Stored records
---+---

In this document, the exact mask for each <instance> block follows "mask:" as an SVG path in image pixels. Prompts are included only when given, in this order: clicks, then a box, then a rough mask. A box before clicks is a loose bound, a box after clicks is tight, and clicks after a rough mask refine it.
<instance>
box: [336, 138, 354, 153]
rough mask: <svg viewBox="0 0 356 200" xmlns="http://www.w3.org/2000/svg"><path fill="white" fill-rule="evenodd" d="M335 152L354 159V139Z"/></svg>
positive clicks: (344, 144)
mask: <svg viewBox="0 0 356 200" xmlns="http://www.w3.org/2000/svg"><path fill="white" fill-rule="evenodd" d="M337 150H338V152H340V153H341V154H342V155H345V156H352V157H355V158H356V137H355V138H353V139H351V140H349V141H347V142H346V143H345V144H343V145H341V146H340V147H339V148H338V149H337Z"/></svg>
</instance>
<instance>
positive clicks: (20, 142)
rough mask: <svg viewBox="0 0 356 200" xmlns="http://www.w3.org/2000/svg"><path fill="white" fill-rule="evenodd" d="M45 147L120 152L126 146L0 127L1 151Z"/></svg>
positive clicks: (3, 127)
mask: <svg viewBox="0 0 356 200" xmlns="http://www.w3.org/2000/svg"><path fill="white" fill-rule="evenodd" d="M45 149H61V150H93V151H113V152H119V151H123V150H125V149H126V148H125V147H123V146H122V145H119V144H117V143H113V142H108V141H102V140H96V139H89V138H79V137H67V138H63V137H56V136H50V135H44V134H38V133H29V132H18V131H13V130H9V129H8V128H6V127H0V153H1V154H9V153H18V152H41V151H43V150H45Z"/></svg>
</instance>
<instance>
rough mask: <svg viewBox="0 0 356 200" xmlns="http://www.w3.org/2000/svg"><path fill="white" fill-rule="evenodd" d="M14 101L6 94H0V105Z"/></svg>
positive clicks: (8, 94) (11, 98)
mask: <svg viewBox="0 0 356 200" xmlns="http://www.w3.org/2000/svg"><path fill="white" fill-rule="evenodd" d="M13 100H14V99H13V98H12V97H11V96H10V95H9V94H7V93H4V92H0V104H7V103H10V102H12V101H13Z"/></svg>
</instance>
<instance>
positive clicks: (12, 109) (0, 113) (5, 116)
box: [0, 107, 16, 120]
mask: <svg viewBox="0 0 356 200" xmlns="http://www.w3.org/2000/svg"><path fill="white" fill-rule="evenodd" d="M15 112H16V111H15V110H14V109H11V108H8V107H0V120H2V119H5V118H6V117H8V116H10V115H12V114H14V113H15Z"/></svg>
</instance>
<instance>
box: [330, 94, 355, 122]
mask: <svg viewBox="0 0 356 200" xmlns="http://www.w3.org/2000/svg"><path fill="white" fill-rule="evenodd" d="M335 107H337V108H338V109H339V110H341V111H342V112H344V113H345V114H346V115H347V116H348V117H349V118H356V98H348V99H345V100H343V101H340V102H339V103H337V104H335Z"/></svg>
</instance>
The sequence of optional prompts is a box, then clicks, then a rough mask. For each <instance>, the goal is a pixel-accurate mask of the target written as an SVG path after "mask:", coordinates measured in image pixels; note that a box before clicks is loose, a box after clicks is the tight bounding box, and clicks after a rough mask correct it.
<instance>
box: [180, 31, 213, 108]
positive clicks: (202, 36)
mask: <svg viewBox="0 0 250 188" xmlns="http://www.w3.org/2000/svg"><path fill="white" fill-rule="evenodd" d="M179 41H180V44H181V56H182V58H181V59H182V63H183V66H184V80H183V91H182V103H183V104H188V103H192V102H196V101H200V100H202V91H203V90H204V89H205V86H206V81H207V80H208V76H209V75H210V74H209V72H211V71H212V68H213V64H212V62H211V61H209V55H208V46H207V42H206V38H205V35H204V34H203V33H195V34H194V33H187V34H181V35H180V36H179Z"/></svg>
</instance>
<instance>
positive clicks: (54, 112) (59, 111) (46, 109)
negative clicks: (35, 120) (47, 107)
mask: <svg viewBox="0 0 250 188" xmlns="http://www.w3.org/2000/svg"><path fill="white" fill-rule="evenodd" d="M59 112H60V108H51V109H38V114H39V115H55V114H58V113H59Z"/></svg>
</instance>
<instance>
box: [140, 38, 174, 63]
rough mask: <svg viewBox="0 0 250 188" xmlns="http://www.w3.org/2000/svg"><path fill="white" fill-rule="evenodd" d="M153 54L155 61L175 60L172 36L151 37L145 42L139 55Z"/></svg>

---+---

What you will do =
Write out each line above with the word "after".

Solution for this problem =
In this document, the exact mask for each <instance> block follows "mask:" as an SVG path in image pixels. Prompts are included only when given, in this order: clicks, then a box, then a rough mask. A box before clicks is a loose bound, a box after clicks is tight, and clicks after a rough mask refine it.
The sequence of optional prompts is a box, then clicks, then a rough mask. For each <instance>, the goal is a pixel-accurate mask of the target written as an SVG path after "mask:", coordinates measured in image pixels; note that a box before clicks is loose, a box after clicks is the tight bounding box, and clicks after a rough mask correct it.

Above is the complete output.